Tellah - Os fundamentos do progressivo

quinta-feira, 13 de setembro de 2007

Qualquer roqueiro que viveu em Brasília em 1980 e fosse um pouco ligado à cena musical da cidade se surpreendeu com o lançamento naquele ano do álbum Continente Perdido, da banda de rock Tellah. O álbum – hoje uma raridade disputada a tapa em sebos de disco – jamais fez o sucesso que merecia, de acordo com parte da crítica especializada. Sequer foi notado pelo então incipiente mercado fonográfico de rock brasileiro, embora tenha sido relançado em CD já no início dos anos 90 e ganho o reconhecimento entre roqueiros da Europa e do Japão.

☆ ☆ ☆ ☆

- _Sua tarefa_: Transcreva, sem nenhuma alteração, o trecho do texto sobre a banda Tellah que começa nas palavras "quinta-feira, 13 de" e termina logo depois de "e do Japão.".

☆ ☆ ☆ ☆

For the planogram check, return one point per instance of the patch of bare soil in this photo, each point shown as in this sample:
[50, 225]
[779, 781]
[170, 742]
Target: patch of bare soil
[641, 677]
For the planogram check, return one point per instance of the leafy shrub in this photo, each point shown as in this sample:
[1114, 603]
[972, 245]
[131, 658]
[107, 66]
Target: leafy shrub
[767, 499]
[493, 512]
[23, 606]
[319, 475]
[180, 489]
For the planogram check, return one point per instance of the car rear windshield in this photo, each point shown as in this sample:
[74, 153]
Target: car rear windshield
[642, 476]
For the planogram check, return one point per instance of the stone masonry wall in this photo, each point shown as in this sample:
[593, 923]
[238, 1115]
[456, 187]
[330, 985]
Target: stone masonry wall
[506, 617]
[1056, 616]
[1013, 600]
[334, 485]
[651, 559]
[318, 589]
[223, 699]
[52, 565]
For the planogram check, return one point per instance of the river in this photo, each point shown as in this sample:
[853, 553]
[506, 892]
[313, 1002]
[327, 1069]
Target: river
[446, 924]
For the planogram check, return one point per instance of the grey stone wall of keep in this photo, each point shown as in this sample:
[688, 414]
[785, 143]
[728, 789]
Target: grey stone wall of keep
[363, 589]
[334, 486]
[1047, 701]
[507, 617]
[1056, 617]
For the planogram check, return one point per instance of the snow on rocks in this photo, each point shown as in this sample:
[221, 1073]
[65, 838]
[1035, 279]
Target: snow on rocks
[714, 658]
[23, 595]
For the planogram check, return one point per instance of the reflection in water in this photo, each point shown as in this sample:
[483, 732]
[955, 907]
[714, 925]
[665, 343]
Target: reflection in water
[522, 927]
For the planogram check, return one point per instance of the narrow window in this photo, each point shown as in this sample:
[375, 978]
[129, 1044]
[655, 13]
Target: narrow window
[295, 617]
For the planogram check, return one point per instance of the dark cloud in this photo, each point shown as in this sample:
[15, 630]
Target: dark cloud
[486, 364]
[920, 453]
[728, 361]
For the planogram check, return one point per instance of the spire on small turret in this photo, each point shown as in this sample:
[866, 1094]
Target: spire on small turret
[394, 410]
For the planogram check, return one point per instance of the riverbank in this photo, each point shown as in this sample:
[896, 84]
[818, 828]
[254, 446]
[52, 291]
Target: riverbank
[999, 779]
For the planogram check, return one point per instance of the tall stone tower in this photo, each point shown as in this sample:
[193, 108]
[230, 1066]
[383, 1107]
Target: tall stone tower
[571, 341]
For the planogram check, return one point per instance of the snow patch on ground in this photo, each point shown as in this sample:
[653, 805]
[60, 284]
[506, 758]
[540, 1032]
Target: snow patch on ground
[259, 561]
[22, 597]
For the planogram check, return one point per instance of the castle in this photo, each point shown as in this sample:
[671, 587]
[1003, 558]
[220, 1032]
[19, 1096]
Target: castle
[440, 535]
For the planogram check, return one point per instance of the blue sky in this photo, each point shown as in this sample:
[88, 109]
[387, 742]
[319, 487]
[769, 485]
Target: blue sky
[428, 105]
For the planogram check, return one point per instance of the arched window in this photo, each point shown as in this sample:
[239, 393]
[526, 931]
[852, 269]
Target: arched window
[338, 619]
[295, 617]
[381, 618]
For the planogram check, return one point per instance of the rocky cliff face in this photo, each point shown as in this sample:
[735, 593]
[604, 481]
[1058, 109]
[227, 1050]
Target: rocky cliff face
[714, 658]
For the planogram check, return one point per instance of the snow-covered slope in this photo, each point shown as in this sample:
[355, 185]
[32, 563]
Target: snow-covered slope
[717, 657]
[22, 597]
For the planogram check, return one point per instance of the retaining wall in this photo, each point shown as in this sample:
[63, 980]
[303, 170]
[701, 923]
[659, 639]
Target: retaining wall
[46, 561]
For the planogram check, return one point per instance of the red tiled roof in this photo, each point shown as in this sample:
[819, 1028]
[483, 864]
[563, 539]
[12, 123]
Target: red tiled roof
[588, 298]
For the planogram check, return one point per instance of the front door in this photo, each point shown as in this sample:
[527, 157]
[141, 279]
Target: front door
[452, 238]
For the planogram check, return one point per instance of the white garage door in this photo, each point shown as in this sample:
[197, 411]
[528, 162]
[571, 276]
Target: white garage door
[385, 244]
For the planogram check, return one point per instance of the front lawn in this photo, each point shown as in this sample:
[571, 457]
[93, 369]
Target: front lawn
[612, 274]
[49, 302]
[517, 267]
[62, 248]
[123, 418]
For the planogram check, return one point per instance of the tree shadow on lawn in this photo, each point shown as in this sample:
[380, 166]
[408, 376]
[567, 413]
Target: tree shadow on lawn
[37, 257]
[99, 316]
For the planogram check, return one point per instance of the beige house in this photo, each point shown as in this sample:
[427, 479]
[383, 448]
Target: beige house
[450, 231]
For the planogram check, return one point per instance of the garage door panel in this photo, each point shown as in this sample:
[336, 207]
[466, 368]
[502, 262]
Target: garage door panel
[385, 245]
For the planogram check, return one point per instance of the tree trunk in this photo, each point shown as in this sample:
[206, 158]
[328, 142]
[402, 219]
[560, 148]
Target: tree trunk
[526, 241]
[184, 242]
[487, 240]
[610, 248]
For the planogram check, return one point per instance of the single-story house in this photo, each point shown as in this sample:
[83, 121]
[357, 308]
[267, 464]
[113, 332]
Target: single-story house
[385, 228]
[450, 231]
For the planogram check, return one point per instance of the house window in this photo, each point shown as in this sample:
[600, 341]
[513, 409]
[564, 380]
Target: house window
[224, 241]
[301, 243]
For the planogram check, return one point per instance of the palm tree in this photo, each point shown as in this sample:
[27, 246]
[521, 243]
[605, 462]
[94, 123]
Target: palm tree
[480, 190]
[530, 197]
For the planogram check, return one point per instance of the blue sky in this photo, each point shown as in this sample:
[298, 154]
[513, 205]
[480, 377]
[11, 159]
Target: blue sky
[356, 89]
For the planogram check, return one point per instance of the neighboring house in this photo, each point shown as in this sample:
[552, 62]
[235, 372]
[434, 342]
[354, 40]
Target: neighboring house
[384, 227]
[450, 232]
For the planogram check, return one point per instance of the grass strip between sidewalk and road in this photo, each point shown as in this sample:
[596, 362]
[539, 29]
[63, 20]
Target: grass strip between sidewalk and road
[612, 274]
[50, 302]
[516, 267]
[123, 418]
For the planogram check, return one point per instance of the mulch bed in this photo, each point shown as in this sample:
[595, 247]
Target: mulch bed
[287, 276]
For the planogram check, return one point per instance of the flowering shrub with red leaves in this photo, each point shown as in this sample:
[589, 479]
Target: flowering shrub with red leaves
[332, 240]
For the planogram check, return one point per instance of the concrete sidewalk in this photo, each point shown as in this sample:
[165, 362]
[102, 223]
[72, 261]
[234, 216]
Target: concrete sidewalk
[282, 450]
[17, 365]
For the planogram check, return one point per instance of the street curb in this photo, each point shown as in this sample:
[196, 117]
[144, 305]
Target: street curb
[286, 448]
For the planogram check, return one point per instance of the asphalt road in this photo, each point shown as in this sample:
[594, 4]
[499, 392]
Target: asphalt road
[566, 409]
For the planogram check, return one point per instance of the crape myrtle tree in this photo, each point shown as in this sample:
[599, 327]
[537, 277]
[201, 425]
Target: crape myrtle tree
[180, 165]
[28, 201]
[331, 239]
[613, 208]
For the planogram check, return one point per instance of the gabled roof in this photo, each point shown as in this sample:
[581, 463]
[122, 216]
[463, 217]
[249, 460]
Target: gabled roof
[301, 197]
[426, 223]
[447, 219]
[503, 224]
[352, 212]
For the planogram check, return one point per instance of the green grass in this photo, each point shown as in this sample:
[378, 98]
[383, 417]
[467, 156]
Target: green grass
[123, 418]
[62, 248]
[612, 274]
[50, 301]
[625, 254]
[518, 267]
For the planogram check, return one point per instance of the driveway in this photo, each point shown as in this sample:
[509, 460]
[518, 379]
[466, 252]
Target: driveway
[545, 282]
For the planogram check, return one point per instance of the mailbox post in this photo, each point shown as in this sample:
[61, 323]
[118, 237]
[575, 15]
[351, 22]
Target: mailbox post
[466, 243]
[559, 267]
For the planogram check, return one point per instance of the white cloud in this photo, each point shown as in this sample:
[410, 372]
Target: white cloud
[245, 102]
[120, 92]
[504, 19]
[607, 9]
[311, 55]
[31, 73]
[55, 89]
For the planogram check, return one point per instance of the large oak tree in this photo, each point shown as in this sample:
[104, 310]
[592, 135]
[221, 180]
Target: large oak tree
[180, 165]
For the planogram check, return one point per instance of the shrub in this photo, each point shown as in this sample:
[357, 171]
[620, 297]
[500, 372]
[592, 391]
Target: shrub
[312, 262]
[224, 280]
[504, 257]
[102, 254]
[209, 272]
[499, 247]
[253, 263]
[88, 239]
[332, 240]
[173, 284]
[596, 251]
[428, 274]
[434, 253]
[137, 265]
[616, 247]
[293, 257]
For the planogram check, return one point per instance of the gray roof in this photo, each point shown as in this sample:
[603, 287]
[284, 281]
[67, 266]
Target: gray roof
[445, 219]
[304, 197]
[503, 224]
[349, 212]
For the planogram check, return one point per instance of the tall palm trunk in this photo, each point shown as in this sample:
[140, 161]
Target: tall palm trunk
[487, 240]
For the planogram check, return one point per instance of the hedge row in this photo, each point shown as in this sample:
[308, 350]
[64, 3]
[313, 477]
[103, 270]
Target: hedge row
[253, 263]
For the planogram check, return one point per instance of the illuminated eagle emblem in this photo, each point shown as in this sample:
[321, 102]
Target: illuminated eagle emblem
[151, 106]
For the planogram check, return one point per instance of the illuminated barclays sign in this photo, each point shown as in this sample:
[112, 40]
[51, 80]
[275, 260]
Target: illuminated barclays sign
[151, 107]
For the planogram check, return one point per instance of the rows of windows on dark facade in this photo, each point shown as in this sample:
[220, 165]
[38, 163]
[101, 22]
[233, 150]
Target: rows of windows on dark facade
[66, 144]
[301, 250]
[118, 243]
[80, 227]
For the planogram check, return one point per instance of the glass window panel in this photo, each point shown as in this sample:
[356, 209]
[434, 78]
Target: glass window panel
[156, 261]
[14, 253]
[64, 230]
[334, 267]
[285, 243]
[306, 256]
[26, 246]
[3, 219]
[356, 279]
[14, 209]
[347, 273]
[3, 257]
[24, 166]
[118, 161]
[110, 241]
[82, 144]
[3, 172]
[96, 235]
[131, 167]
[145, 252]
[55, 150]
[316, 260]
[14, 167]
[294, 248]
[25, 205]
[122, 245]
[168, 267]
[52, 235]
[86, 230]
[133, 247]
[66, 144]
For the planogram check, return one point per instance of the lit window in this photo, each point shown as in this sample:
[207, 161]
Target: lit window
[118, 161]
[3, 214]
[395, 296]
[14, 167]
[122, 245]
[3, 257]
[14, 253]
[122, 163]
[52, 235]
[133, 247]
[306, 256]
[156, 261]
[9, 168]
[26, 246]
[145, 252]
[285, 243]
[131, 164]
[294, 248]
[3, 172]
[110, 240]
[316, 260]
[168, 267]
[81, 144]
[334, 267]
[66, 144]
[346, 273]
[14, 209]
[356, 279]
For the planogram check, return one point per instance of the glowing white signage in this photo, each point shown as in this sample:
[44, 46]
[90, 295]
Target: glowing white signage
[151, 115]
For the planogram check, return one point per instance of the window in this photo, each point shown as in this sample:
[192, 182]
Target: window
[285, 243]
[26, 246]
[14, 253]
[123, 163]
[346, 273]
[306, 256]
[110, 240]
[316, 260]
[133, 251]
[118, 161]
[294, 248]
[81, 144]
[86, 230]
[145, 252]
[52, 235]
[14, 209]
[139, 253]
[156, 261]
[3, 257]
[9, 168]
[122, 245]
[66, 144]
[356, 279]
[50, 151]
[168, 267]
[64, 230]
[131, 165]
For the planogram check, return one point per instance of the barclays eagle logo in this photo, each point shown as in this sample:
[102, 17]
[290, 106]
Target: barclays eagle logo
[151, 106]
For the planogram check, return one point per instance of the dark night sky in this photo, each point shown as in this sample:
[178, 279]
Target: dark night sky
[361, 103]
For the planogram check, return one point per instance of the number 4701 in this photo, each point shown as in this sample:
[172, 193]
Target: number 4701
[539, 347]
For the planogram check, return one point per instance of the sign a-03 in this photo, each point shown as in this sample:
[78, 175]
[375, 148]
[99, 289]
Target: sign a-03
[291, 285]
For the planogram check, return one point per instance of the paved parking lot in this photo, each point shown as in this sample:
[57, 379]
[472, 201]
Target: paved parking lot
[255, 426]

☆ ☆ ☆ ☆

- _Resposta completa_:
quinta-feira, 13 de setembro de 2007

Qualquer roqueiro que viveu em Brasília em 1980 e fosse um pouco ligado à cena musical da cidade se surpreendeu com o lançamento naquele ano do álbum Continente Perdido, da banda de rock Tellah. O álbum – hoje uma raridade disputada a tapa em sebos de disco – jamais fez o sucesso que merecia, de acordo com parte da crítica especializada. Sequer foi notado pelo então incipiente mercado fonográfico de rock brasileiro, embora tenha sido relançado em CD já no início dos anos 90 e ganho o reconhecimento entre roqueiros da Europa e do Japão.